**What the exercise asks**
Swap every "instance" in the listing below for "object" and reproduce the listing with everything else left as it is.
━━━━━ Items
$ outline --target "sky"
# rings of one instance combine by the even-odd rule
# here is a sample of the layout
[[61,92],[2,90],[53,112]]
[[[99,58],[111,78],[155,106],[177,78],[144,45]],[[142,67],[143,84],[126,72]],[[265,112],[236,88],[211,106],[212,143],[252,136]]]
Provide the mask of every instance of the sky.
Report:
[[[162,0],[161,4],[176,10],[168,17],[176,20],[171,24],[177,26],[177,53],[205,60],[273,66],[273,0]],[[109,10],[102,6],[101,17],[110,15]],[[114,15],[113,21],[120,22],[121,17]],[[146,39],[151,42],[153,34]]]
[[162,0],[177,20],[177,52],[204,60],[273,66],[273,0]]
━━━━━━━━━━
**Result of this exercise**
$ outline --target "sky"
# rings of one object combine by the even-odd rule
# here is a sample of the layout
[[61,92],[2,90],[53,112]]
[[[99,58],[111,78],[155,106],[177,78],[144,45]],[[142,67],[143,84],[126,72]],[[265,112],[236,88],[211,106],[212,143],[252,136]]]
Provide the mask of every object of the sky.
Report:
[[[162,0],[161,4],[176,10],[168,17],[176,20],[171,24],[177,26],[177,53],[205,60],[273,66],[273,0]],[[109,10],[102,6],[101,17],[110,15]],[[114,15],[113,21],[120,22],[121,17]],[[146,39],[151,42],[153,34]]]
[[162,0],[177,20],[177,52],[204,60],[273,66],[273,0]]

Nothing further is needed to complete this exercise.